### Written problem
Please quote the material exactly, every line of it.

-------

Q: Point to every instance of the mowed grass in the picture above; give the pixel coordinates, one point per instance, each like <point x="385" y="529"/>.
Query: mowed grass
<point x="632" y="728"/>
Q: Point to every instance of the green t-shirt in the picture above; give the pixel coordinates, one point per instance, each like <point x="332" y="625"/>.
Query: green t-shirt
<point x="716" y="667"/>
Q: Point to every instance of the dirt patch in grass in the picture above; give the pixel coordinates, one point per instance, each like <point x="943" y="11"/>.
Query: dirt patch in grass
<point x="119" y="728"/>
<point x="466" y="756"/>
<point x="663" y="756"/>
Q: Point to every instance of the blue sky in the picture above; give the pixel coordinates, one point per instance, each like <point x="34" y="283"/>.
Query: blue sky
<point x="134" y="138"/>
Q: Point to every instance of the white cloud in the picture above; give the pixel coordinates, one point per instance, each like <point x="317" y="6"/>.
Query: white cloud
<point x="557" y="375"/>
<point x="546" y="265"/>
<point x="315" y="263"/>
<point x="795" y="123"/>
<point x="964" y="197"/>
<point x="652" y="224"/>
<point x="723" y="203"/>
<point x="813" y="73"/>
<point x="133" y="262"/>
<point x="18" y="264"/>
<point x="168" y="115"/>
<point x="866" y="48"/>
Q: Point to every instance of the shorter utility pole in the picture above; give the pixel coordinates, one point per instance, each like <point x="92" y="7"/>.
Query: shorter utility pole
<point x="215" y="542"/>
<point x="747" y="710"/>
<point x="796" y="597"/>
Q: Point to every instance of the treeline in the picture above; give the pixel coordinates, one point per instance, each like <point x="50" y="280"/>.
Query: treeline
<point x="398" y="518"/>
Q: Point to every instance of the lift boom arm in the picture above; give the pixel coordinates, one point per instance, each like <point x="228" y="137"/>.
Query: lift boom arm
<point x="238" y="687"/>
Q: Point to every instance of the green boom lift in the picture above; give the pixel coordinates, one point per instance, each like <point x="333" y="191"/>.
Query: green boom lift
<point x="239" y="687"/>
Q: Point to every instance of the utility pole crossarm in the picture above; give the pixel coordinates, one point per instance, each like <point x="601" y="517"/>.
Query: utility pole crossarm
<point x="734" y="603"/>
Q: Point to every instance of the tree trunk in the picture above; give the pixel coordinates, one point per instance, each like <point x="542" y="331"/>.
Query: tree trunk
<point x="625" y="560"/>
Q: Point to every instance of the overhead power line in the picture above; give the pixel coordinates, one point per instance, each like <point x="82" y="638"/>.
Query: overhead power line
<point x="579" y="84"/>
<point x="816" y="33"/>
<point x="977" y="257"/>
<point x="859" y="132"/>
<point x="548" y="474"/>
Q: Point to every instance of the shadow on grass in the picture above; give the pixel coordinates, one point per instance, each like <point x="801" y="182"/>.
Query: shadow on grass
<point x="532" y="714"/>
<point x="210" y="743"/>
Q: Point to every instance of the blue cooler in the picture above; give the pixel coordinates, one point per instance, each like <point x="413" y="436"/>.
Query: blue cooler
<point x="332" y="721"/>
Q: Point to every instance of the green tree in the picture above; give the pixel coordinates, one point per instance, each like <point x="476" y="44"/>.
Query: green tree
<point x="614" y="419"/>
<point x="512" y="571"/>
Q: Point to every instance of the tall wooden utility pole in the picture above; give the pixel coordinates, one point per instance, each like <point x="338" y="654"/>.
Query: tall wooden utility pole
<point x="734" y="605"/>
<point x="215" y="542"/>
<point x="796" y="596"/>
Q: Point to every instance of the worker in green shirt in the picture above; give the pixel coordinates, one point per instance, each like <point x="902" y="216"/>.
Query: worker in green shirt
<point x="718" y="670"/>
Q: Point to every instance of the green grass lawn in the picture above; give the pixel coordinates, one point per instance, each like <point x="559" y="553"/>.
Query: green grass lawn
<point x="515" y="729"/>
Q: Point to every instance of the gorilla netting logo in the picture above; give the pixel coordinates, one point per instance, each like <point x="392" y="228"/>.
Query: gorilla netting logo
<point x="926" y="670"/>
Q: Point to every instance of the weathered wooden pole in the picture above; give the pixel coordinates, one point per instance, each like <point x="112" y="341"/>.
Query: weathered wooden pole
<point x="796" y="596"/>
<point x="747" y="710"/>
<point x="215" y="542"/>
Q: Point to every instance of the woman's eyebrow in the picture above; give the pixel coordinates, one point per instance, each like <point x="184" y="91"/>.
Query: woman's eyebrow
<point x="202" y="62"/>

-------

### The response
Q: Point to every instance of the mowed grass in the picture above; give the pixel coordinates, one point per instance, each like <point x="385" y="529"/>.
Query: mowed grass
<point x="632" y="728"/>
Q: Point to every instance of the green t-shirt in the picture above; give the pixel coordinates, one point per instance, each like <point x="332" y="625"/>.
Query: green t-shirt
<point x="716" y="667"/>
Q: Point to every instance of the dirt patch in grass in the picture above; give the pixel coordinates, one point per instance, each like <point x="943" y="11"/>.
Query: dirt patch in grass
<point x="119" y="728"/>
<point x="466" y="756"/>
<point x="663" y="756"/>
Q: Point to every instance of the blue sky in the picture above; give the pixel coordinates, one point per instance, each like <point x="34" y="283"/>.
Query: blue sky
<point x="134" y="138"/>
Q: Point to every instance of the white cloud in the picture above; give the pixel coordinates, one point per instance, each like <point x="317" y="6"/>.
Query: white cloud
<point x="557" y="375"/>
<point x="546" y="265"/>
<point x="315" y="263"/>
<point x="795" y="123"/>
<point x="964" y="197"/>
<point x="652" y="224"/>
<point x="723" y="203"/>
<point x="813" y="73"/>
<point x="133" y="262"/>
<point x="18" y="264"/>
<point x="168" y="115"/>
<point x="866" y="48"/>
Q: Point to every instance of the shorter utility pole in the picture above; give the pixel coordinates, one point per instance, each like <point x="92" y="7"/>.
Query: shorter utility pole
<point x="215" y="542"/>
<point x="747" y="710"/>
<point x="796" y="597"/>
Q: Point to every instance of the treeline in the picture above; give the pixel coordinates, one point per instance, each like <point x="50" y="280"/>.
Query: treeline
<point x="398" y="518"/>
Q: Point to every instance of the lift boom arm in the picture above; give the pixel coordinates, one point per instance, each like <point x="228" y="137"/>.
Query: lift boom arm
<point x="238" y="687"/>
Q: Point to every instance of the green boom lift in the picture above; give the pixel coordinates, one point per instance, each like <point x="333" y="191"/>.
Query: green boom lift
<point x="239" y="687"/>
Q: Point to every instance of the utility pole crossarm in the picture above; give the pixel coordinates, one point per instance, each like <point x="601" y="517"/>.
Query: utility pole crossarm
<point x="734" y="603"/>
Q: Point to every instance of the tree trunk in the picture above; give the pixel coordinates, one point per instance, each like <point x="542" y="331"/>.
Query: tree trunk
<point x="625" y="560"/>
Q: Point to every instance of the overhead power line in the picture above; give the pixel coordinates, one point per instance, each like <point x="82" y="638"/>.
Query: overhead power line
<point x="579" y="84"/>
<point x="816" y="33"/>
<point x="977" y="257"/>
<point x="859" y="132"/>
<point x="548" y="474"/>
Q: Point to every instance of the shadow on grass in the picture above; give the pixel coordinates, one point per instance, each like <point x="801" y="182"/>.
Query: shadow on grass
<point x="532" y="714"/>
<point x="210" y="743"/>
Q: Point to every instance of the blue cooler in the picture above; give the pixel coordinates, one point per instance, each like <point x="413" y="436"/>.
Query: blue cooler
<point x="332" y="721"/>
Q: Point to every instance of the green tree in the picture above; give the pixel coordinates, one point per instance, each like <point x="476" y="44"/>.
Query: green tree
<point x="614" y="419"/>
<point x="512" y="571"/>
Q: Point to every instance of the tall wooden utility pole in the picture above; give the pixel coordinates, one point per instance, each like <point x="338" y="654"/>.
Query: tall wooden utility pole
<point x="734" y="605"/>
<point x="215" y="542"/>
<point x="796" y="596"/>
Q: Point to every instance of the worker in green shirt in the picture above; give the pixel coordinates, one point per instance, each like <point x="902" y="216"/>.
Query: worker in green shirt
<point x="718" y="670"/>
Q: Point to every instance of the green grass lawn in the picture above; give the pixel coordinates, one point per instance, each like <point x="559" y="553"/>.
Query: green grass lawn
<point x="515" y="729"/>
Q: Point to every instance of the gorilla netting logo in the picture above; give the pixel coordinates, one point per instance, each like <point x="392" y="228"/>.
Query: gorilla netting logo
<point x="926" y="670"/>
Q: Point to every instance of the weathered wooden pole in the picture above; give the pixel coordinates, one point per instance, each like <point x="112" y="341"/>.
Query: weathered wooden pole
<point x="796" y="596"/>
<point x="747" y="710"/>
<point x="215" y="542"/>
Q: Point to every instance of the woman's eyebrow in the picture above; give the pixel coordinates, one point per instance, each like <point x="184" y="91"/>.
Query: woman's eyebrow
<point x="202" y="62"/>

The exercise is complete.